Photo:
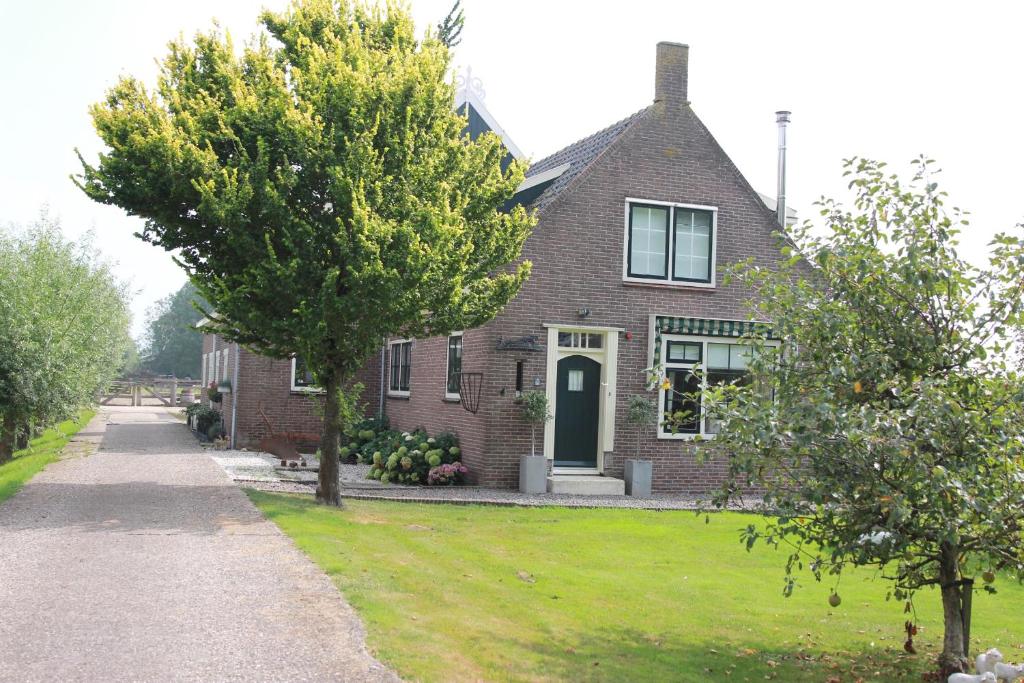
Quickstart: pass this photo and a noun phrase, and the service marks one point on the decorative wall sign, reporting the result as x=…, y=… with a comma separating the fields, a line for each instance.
x=526, y=343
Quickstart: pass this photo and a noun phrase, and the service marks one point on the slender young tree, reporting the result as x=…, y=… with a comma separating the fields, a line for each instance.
x=888, y=428
x=64, y=329
x=318, y=187
x=172, y=344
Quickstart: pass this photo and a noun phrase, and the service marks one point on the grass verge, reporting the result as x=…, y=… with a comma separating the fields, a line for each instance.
x=41, y=452
x=469, y=593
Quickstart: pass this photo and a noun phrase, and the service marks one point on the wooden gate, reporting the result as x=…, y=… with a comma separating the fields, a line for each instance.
x=151, y=391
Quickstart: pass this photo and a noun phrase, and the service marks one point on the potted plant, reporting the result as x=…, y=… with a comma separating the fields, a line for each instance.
x=641, y=414
x=534, y=468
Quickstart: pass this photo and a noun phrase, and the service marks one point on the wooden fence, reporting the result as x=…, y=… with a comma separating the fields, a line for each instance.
x=151, y=391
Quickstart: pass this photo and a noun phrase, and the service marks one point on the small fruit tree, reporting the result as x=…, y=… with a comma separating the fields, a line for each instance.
x=536, y=413
x=888, y=428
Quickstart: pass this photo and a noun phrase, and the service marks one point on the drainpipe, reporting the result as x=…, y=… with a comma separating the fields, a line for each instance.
x=782, y=119
x=382, y=401
x=235, y=393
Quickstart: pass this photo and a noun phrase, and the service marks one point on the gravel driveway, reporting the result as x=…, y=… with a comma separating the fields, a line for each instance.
x=142, y=561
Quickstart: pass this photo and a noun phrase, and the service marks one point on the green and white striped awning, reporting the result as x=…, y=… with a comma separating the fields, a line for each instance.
x=667, y=325
x=709, y=328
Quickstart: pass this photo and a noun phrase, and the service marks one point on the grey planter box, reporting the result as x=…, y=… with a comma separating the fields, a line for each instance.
x=638, y=474
x=532, y=474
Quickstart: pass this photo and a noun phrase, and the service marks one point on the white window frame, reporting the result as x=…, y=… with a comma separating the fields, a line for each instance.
x=448, y=342
x=668, y=281
x=665, y=366
x=302, y=389
x=399, y=393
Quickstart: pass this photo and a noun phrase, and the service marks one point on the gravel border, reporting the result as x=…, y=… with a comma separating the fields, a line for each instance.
x=498, y=497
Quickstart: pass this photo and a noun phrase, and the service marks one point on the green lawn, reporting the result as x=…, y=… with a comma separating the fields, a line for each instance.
x=41, y=452
x=467, y=593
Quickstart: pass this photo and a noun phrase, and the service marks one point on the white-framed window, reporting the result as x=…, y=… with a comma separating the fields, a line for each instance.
x=721, y=360
x=400, y=367
x=302, y=378
x=453, y=372
x=581, y=340
x=671, y=244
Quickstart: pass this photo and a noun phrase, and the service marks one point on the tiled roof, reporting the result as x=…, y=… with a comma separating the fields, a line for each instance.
x=580, y=155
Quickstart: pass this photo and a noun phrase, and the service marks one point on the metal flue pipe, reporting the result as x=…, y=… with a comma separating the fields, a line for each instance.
x=782, y=119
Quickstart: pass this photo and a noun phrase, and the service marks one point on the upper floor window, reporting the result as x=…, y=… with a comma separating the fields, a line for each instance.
x=670, y=243
x=454, y=366
x=401, y=366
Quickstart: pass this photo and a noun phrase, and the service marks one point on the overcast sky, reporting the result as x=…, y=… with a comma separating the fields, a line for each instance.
x=885, y=80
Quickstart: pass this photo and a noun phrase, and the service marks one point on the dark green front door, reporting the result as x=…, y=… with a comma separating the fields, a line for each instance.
x=578, y=399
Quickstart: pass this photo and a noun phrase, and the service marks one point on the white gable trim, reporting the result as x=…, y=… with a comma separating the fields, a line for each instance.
x=543, y=176
x=465, y=95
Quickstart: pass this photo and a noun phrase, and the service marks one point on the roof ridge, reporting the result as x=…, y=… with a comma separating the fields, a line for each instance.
x=622, y=122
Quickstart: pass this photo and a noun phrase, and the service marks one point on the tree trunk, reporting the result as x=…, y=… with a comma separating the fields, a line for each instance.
x=953, y=658
x=8, y=432
x=329, y=488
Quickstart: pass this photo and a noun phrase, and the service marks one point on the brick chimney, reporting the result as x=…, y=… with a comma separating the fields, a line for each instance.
x=670, y=73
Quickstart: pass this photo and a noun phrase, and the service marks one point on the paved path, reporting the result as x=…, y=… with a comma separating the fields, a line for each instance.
x=142, y=561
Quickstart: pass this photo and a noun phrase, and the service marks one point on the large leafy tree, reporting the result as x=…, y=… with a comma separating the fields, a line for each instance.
x=172, y=344
x=64, y=328
x=318, y=187
x=887, y=429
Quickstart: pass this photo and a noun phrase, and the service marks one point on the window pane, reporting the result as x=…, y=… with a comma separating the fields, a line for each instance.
x=576, y=380
x=718, y=355
x=737, y=377
x=684, y=351
x=455, y=364
x=648, y=241
x=407, y=365
x=692, y=252
x=682, y=403
x=739, y=354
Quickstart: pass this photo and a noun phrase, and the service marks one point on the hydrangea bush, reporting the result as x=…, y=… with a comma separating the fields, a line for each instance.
x=411, y=458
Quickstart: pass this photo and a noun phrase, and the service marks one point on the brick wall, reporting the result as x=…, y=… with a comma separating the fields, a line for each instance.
x=265, y=384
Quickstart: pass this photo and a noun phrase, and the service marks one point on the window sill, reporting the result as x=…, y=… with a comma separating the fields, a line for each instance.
x=659, y=284
x=686, y=437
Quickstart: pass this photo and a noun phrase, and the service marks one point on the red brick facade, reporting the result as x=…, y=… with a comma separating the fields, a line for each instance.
x=665, y=155
x=264, y=385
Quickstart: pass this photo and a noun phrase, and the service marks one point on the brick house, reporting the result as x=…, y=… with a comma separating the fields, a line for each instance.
x=636, y=224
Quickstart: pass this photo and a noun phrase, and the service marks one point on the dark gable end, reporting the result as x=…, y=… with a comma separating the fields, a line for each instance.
x=578, y=156
x=477, y=125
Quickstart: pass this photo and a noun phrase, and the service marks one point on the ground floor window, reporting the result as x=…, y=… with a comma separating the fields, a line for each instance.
x=720, y=361
x=401, y=366
x=302, y=377
x=454, y=366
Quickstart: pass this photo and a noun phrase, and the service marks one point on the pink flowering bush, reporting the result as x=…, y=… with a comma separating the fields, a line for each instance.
x=448, y=474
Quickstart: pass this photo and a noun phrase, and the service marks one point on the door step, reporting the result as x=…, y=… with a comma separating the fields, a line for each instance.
x=585, y=484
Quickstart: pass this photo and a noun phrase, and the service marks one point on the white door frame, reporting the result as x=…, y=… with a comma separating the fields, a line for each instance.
x=607, y=357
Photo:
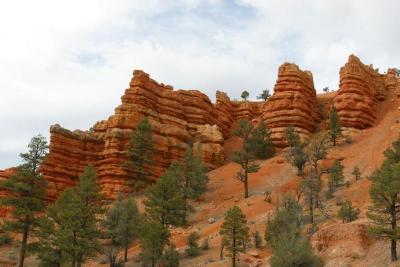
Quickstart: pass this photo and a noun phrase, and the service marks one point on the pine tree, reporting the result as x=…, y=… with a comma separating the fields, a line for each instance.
x=357, y=173
x=153, y=237
x=235, y=232
x=28, y=190
x=194, y=177
x=335, y=176
x=335, y=130
x=296, y=152
x=347, y=212
x=164, y=201
x=140, y=152
x=193, y=246
x=170, y=257
x=264, y=95
x=71, y=225
x=261, y=142
x=245, y=157
x=311, y=187
x=113, y=232
x=244, y=95
x=129, y=226
x=284, y=236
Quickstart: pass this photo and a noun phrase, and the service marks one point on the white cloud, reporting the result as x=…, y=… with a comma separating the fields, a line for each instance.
x=69, y=62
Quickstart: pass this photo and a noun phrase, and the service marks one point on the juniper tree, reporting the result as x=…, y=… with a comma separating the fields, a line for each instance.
x=264, y=95
x=235, y=232
x=153, y=237
x=335, y=130
x=261, y=142
x=74, y=218
x=28, y=191
x=192, y=243
x=284, y=236
x=140, y=152
x=347, y=212
x=296, y=152
x=129, y=223
x=356, y=172
x=245, y=157
x=164, y=201
x=335, y=176
x=244, y=95
x=384, y=193
x=194, y=178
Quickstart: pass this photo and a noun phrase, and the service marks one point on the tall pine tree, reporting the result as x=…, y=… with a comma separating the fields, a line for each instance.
x=245, y=157
x=384, y=193
x=140, y=152
x=235, y=232
x=335, y=130
x=28, y=190
x=164, y=201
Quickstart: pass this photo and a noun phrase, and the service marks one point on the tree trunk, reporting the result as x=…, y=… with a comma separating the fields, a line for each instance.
x=23, y=244
x=393, y=243
x=246, y=188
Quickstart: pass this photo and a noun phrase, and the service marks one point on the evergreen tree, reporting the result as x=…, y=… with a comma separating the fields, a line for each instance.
x=113, y=232
x=296, y=152
x=129, y=226
x=384, y=192
x=193, y=246
x=140, y=152
x=170, y=257
x=261, y=142
x=264, y=95
x=357, y=173
x=335, y=130
x=245, y=157
x=335, y=176
x=244, y=95
x=153, y=237
x=164, y=201
x=194, y=177
x=311, y=187
x=70, y=232
x=28, y=190
x=235, y=232
x=283, y=234
x=347, y=212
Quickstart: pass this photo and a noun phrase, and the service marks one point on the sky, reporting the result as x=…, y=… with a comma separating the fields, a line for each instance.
x=69, y=61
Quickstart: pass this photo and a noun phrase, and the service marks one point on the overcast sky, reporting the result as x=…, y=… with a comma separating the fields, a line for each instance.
x=69, y=61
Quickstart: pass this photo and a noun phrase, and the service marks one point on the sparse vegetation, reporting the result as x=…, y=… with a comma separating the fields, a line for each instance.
x=347, y=212
x=234, y=232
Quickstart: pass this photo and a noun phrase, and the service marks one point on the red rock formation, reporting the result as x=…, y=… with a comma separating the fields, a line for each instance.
x=360, y=89
x=294, y=102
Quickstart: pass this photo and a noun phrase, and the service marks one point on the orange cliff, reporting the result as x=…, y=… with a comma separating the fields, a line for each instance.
x=178, y=118
x=360, y=90
x=294, y=103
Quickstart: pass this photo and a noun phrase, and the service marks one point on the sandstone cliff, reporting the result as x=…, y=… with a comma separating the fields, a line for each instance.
x=294, y=102
x=360, y=89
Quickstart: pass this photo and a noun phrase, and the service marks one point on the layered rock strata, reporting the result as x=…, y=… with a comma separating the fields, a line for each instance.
x=294, y=103
x=361, y=88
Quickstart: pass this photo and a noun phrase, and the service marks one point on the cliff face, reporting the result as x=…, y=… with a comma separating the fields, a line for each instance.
x=360, y=89
x=178, y=118
x=294, y=102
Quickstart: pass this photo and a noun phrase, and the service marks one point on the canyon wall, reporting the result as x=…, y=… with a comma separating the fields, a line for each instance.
x=360, y=90
x=178, y=118
x=294, y=103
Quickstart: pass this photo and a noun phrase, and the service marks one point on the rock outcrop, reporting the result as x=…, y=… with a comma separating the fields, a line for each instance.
x=294, y=103
x=178, y=118
x=361, y=88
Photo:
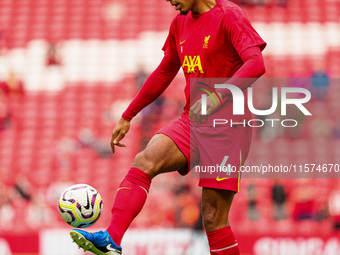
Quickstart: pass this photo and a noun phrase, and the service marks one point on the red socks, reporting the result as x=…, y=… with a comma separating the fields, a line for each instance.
x=222, y=242
x=129, y=201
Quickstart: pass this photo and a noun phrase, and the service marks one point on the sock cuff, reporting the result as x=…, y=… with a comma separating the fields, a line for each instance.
x=139, y=177
x=221, y=238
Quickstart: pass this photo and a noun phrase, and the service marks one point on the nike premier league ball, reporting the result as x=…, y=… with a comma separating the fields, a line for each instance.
x=80, y=205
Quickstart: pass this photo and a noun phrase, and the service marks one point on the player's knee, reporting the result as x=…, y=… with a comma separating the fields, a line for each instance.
x=145, y=163
x=212, y=218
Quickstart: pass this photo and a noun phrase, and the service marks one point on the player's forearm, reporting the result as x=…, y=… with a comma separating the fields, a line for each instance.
x=153, y=87
x=253, y=67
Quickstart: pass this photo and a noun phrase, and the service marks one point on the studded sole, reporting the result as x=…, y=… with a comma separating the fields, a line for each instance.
x=86, y=245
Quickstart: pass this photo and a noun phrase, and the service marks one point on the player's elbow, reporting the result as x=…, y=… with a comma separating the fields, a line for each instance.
x=261, y=69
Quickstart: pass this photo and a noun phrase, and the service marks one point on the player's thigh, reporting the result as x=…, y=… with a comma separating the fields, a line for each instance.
x=160, y=155
x=216, y=205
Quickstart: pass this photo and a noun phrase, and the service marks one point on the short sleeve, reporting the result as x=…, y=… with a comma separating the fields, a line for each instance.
x=169, y=48
x=240, y=32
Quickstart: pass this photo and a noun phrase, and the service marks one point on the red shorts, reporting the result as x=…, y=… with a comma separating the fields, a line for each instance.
x=214, y=154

****************

■ **Exercise requirements**: Which lines run from the one containing "player's forearm, reporting" to the end of the entries above? Quote exactly those, and only those.

■ **Your solution**:
Quickstart: pass this photo and a noun phrase, and the service marks one point on the player's forearm, reporting the result as x=…, y=… with a comma separating the fields, a line for each instance.
x=153, y=87
x=253, y=67
Quickstart: pass this photo and a noun phrase, and the service marks one point on the studded sole, reporting the result as x=…, y=… with a comma separating the fields, a line for each instance.
x=86, y=245
Quickstart: pass this photo and a noun phrase, and the service marks one point on the player's elbow, reporting the result as x=…, y=… with a comma separating the fields, a line for each instance.
x=261, y=69
Quickstart: pass this photo and a noun phrase, and the service marks one point on the player's thigh, reporting the result as x=…, y=… with a comma separating the fields, a line for each instance.
x=160, y=155
x=216, y=205
Quickstart: pass this photo and a noun phrase, and the service marks one point on the short sleeve, reporting the result as x=…, y=… with a comma separating the fields, a line for each instance.
x=169, y=48
x=240, y=32
Quickstart: pass this photo and a noun phrase, and the service marks one point on the red shorts, reporting the result as x=…, y=… with a comma separating the fields, a line for each instance.
x=214, y=154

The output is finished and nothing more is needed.